▶ Task goal: Please repeat the lines of the data below word for word, from the line that contains "5. Determine the location of the young" through the end of the data, inclusive.

▶ Information supplied:
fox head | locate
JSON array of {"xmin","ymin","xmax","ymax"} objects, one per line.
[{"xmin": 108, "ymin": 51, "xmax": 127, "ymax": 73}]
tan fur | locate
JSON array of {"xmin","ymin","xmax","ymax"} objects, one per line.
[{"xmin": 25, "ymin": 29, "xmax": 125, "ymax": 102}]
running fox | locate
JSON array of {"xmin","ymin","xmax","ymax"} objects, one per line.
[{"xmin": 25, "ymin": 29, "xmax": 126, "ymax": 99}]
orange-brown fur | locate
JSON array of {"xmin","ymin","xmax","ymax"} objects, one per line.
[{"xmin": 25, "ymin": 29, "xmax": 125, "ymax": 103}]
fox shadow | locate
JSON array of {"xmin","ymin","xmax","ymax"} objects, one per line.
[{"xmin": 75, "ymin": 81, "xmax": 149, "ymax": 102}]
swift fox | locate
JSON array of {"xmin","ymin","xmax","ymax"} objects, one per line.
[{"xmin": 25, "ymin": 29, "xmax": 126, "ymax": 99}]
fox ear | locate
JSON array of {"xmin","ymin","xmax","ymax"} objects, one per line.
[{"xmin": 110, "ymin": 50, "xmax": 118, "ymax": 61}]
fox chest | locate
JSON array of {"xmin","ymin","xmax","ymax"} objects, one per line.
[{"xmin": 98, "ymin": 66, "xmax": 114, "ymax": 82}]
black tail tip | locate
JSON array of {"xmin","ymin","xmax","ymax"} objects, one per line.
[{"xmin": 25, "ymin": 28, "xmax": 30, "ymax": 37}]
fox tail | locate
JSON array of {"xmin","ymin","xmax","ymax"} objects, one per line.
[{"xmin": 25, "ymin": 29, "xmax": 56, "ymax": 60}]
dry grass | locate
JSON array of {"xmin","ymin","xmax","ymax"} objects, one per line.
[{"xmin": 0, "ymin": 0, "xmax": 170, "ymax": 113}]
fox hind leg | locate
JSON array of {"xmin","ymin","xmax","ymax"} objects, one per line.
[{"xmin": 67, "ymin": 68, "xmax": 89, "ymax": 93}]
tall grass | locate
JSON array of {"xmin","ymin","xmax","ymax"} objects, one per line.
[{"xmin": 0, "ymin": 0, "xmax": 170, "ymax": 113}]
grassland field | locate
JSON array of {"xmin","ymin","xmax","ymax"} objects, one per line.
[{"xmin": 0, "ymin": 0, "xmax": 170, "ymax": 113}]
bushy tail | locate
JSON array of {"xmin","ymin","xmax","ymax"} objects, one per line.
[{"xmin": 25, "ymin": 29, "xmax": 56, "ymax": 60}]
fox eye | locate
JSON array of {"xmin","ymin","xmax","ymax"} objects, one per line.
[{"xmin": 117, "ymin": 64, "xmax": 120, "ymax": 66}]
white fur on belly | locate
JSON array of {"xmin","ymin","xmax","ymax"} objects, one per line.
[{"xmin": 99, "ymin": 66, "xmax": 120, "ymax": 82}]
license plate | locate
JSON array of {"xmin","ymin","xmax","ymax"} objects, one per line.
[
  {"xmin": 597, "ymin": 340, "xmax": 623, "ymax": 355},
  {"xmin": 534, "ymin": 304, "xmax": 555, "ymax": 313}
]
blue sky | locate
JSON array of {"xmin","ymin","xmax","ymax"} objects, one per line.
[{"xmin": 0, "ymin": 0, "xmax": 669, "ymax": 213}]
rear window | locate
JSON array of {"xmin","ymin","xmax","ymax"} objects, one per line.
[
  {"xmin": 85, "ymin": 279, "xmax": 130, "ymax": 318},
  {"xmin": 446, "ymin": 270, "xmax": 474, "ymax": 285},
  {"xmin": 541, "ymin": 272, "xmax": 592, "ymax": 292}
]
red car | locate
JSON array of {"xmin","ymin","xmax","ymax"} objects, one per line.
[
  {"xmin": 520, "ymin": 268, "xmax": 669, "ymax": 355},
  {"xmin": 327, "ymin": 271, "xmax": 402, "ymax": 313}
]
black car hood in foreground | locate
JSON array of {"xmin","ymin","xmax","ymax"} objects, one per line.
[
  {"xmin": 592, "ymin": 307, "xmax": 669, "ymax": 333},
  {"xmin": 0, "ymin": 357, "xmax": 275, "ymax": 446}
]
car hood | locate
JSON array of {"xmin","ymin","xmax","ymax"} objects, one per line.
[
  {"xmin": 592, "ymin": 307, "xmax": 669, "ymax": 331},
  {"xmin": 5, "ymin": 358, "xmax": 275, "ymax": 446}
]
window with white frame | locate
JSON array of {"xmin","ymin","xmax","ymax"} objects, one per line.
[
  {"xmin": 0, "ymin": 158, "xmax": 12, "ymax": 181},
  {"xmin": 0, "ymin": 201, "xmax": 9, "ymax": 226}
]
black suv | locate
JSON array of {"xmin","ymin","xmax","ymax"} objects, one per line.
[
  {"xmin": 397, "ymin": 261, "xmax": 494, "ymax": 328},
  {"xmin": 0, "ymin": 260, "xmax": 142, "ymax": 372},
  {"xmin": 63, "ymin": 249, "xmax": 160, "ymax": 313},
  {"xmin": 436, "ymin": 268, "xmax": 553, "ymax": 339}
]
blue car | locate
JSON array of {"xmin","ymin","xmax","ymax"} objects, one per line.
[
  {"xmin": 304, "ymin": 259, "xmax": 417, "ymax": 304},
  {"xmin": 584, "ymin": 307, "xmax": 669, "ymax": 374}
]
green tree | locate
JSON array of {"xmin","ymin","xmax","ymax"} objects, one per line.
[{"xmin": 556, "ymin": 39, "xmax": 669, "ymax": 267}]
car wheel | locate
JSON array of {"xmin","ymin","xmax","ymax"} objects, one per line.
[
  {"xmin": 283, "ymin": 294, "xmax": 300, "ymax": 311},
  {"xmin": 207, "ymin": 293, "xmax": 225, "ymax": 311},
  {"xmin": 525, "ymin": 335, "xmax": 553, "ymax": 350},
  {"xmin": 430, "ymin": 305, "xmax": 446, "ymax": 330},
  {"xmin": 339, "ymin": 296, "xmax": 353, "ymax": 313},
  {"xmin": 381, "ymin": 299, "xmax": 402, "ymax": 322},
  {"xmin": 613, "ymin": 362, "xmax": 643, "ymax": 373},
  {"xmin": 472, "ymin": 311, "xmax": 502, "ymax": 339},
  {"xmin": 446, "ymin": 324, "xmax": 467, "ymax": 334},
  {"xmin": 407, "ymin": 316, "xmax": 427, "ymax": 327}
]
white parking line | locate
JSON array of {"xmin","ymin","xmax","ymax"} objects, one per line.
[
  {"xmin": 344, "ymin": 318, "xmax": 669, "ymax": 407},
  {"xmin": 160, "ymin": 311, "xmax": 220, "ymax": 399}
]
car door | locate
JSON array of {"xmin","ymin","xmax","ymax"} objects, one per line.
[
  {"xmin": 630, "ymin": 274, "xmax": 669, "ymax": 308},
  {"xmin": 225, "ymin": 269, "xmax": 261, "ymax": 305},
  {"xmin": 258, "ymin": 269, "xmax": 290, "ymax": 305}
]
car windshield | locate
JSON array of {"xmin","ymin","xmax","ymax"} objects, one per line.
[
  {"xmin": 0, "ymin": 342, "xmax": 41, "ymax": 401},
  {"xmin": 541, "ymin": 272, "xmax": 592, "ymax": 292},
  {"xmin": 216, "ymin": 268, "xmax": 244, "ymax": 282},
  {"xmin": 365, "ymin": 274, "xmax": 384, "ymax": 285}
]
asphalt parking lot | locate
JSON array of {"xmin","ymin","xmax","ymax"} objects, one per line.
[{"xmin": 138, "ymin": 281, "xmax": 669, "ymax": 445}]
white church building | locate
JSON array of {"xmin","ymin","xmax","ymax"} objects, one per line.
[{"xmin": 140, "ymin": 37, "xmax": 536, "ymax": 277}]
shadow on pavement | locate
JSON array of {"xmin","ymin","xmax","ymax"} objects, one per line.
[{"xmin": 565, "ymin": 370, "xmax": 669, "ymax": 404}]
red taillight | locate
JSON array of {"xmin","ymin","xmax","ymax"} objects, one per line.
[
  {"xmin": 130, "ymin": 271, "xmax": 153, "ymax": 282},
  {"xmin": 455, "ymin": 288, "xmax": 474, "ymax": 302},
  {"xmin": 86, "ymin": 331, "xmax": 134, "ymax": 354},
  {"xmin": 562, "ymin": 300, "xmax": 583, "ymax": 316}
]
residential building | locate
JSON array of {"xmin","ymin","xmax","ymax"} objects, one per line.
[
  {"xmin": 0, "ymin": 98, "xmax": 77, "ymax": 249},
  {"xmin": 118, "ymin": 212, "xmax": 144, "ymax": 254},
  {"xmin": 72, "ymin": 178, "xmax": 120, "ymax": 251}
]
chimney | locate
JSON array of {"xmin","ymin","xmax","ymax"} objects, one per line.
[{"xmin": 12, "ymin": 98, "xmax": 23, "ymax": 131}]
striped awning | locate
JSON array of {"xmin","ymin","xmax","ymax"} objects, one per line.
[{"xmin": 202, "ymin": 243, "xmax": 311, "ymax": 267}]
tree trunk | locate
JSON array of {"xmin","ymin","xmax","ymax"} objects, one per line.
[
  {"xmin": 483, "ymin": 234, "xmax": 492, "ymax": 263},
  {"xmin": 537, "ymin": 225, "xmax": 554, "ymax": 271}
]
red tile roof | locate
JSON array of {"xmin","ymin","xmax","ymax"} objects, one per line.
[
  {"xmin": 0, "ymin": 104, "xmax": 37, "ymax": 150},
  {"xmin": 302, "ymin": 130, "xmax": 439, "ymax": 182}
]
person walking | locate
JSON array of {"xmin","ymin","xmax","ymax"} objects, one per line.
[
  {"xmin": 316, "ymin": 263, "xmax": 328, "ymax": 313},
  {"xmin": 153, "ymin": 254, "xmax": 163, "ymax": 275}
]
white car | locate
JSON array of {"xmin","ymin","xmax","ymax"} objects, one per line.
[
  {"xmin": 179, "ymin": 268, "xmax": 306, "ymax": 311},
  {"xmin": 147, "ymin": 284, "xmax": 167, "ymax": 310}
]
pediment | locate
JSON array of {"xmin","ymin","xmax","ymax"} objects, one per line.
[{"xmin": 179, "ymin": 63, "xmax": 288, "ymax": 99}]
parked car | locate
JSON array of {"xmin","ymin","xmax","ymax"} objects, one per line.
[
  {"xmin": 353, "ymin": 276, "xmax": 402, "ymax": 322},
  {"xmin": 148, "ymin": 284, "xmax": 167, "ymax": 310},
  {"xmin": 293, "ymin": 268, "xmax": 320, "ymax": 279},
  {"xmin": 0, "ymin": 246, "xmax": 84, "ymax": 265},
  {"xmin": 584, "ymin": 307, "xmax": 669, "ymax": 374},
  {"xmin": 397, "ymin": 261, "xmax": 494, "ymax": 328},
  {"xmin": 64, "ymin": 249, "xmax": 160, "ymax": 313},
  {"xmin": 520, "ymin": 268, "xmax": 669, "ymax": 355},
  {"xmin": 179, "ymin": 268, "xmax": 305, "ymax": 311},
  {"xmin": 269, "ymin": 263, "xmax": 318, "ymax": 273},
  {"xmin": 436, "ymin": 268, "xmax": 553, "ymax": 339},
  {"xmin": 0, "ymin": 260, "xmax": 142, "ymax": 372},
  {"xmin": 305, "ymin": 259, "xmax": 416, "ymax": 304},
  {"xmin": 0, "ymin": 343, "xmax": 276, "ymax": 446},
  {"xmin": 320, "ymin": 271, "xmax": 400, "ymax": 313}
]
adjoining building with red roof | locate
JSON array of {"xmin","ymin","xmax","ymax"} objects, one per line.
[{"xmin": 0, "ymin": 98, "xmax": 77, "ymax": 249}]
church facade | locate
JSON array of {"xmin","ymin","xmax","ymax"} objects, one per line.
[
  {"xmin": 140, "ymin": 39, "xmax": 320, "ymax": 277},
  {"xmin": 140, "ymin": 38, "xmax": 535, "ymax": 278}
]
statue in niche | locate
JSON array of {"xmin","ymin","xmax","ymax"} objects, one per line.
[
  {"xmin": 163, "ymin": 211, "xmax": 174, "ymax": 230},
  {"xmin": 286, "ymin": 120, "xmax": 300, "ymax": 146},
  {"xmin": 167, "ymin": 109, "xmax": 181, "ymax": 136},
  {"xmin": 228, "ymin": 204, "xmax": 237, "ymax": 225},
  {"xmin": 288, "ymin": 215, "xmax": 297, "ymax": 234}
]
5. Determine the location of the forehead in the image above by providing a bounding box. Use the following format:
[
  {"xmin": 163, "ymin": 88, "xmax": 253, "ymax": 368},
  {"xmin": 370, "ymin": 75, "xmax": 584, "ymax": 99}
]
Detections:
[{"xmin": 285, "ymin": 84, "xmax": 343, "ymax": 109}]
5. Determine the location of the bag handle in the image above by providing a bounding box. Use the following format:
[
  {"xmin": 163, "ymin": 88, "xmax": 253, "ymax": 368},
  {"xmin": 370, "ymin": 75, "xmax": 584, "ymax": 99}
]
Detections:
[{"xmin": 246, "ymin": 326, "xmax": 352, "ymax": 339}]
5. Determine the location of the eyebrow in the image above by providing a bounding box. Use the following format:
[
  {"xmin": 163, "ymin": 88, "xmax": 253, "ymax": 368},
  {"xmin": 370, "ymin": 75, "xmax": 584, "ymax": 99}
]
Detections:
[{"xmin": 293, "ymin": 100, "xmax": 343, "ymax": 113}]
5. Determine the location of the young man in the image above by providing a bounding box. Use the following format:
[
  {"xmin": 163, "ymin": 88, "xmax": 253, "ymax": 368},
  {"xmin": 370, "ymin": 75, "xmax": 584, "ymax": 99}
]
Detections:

▶ Worked answer:
5. Determine the location of the young man in the image above by providing a bounding box. Use the following format:
[
  {"xmin": 163, "ymin": 88, "xmax": 253, "ymax": 368},
  {"xmin": 370, "ymin": 75, "xmax": 584, "ymax": 99}
]
Detections:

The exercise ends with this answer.